_Document text_:
----

16
votes

Wiki for information on which storage manufacturer(s)'s drives have the longest life / lowest failure rate?

Everyone has a favorite, but if you can refer to a (hopefully recent and somewhat impartial) study, that would help avoid subjectivity.

EDIT: Any information is useful, so rather than limit the question to server-grade drives, or a particular size etc I'd just ask that you mention any particulars in the answer.

4
  • 10
    If you haven't already read Google's excellent study on generic drive failure rates (which most of you probably have) see labs.google.com/papers/disk_failures.pdf
    – username
    May 13, 2009 at 20:16
  • 2
    Laptop disks, cheapo SATA disks, high-performance desktop disks, enterprise SCSI/SAS disks, SSDs, some form of smeared-across-all-types-pointless-average? which?

----

_Exercise A_: From the question about drive failure rates, copy word for word the part that begins at "Wiki for information" and stops after "of smeared-across-all-types-pointless-average? which?".

_Listing_:

----

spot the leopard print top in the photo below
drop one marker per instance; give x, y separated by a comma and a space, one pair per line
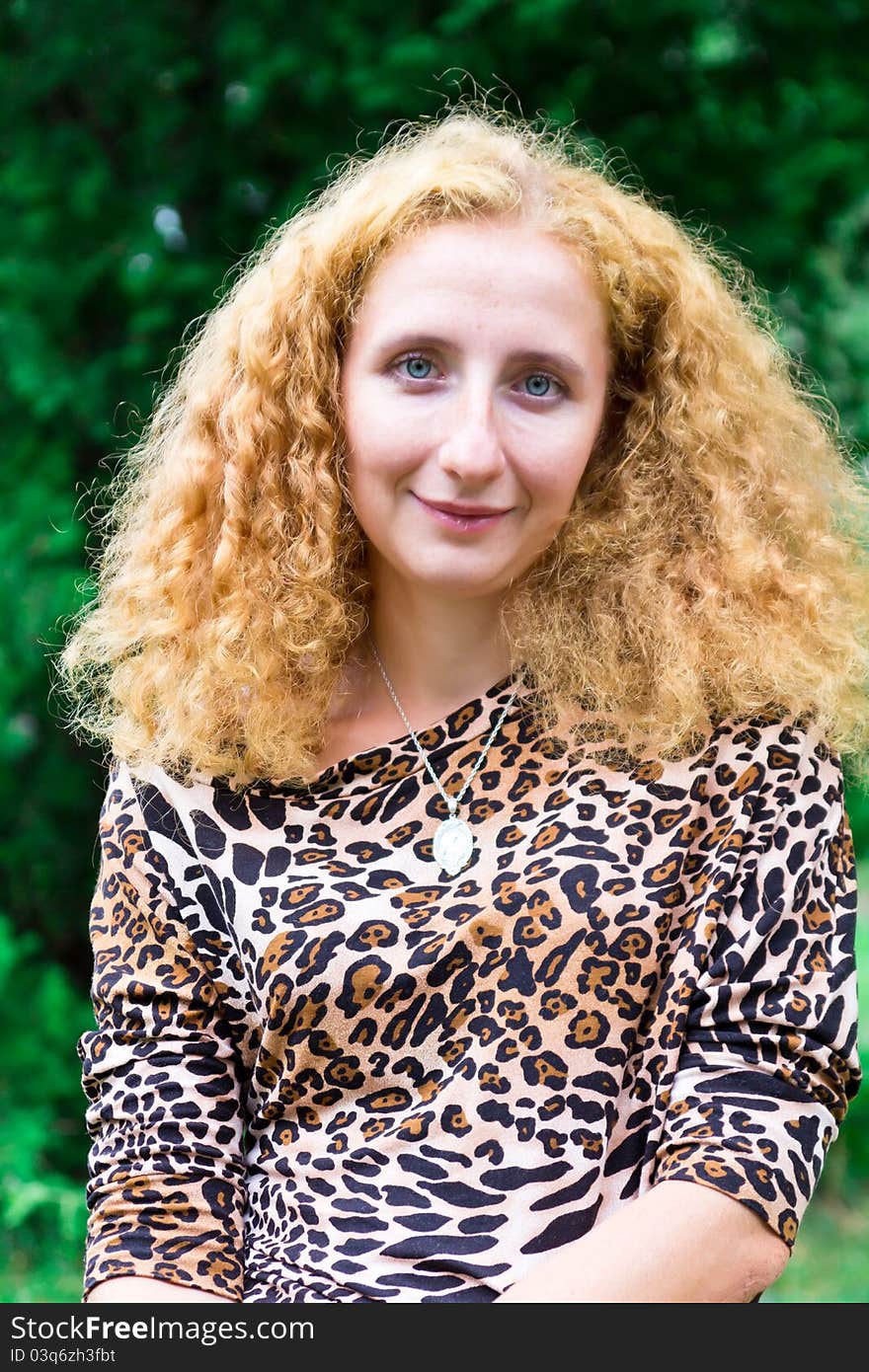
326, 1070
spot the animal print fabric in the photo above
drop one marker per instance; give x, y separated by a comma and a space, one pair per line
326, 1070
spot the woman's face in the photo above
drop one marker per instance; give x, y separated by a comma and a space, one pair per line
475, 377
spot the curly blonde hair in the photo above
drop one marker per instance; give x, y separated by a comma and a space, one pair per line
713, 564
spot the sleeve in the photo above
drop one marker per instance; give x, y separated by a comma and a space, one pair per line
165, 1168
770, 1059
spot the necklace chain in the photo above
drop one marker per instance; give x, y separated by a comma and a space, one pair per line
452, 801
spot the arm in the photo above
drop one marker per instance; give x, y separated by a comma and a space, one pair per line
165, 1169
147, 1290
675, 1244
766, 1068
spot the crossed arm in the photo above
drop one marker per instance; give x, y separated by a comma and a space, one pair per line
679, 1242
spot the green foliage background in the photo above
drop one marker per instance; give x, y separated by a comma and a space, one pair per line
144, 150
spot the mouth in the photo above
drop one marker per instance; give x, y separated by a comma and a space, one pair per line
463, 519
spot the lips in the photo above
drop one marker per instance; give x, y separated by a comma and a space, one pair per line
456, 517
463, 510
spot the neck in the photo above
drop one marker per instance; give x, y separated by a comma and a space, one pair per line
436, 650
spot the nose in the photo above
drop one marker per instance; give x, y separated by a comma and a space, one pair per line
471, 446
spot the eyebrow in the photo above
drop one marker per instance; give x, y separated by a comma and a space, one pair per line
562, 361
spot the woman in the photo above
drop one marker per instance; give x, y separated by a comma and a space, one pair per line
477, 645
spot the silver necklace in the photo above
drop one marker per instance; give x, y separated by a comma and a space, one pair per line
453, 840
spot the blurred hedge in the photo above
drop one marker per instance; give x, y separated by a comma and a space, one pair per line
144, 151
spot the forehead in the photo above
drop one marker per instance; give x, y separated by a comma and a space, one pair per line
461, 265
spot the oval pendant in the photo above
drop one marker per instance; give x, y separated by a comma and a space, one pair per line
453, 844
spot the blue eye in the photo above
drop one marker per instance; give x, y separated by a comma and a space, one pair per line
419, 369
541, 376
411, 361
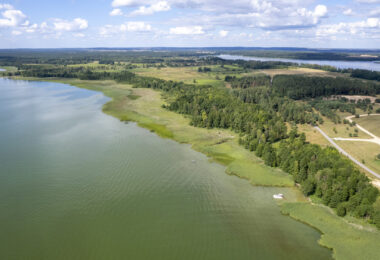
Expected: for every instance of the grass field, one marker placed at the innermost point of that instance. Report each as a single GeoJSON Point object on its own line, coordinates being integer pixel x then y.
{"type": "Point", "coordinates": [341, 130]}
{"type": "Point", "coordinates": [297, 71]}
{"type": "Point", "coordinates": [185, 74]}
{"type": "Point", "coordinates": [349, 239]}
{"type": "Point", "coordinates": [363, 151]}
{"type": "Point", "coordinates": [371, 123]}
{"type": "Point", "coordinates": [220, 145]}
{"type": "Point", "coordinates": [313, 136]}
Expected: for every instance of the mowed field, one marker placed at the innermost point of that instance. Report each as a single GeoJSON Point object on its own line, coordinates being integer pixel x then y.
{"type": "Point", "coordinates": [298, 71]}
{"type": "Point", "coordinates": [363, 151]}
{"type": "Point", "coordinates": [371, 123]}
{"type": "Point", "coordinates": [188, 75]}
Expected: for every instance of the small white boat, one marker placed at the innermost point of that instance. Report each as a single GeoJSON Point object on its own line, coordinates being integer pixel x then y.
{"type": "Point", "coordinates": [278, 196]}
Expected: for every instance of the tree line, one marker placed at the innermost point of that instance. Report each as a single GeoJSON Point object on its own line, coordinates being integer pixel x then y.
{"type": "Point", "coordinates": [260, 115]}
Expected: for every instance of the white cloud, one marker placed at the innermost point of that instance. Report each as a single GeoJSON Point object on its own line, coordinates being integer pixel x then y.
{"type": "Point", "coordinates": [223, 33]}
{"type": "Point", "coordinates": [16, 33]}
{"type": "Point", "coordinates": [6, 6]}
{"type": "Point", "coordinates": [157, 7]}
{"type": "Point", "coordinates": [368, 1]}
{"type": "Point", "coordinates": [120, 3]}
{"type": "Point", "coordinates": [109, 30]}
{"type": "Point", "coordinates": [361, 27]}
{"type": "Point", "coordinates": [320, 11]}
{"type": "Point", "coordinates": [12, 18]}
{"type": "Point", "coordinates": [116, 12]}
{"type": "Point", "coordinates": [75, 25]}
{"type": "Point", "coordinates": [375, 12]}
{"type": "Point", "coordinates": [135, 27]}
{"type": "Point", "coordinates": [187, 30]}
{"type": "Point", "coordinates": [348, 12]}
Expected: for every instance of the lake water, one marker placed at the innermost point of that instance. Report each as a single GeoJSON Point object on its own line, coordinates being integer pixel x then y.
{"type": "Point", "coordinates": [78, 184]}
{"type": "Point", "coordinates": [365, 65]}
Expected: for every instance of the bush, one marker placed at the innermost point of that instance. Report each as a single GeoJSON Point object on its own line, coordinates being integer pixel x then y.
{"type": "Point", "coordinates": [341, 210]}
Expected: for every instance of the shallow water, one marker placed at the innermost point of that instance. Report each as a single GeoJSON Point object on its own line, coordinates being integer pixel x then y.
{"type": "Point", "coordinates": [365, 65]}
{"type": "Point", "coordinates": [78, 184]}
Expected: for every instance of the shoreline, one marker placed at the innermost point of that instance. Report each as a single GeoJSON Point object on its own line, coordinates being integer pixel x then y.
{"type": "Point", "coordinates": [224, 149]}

----

_Exercise B_: Rewrite the lines of the records from the one containing "Expected: for every instance of the shoreline, one" through the end of the records, swapping "shoreline" for "coastline" and leaving everything else unchanged.

_Expected answer A_:
Wiki for information on which storage manufacturer(s)'s drives have the longest life / lowest failure rate?

Everyone has a favorite, but if you can refer to a (hopefully recent and somewhat impartial) study, that would help avoid subjectivity.

EDIT: Any information is useful, so rather than limit the question to server-grade drives, or a particular size etc I'd just ask that you mention any particulars in the answer.

4
  • 10
    If you haven't already read Google's excellent study on generic drive failure rates (which most of you probably have) see labs.google.com/papers/disk_failures.pdf
    – username
    May 13, 2009 at 20:16
  • 2
    Laptop disks, cheapo SATA disks, high-performance desktop disks, enterprise SCSI/SAS disks, SSDs, some form of smeared-across-all-types-pointless-average? which?

_Expected answer B_:
Expected: for every instance of the coastline, one marker placed at the innermost point of that instance. Report each as a single GeoJSON Point object on its own line, coordinates being integer pixel x then y.
{"type": "Point", "coordinates": [224, 149]}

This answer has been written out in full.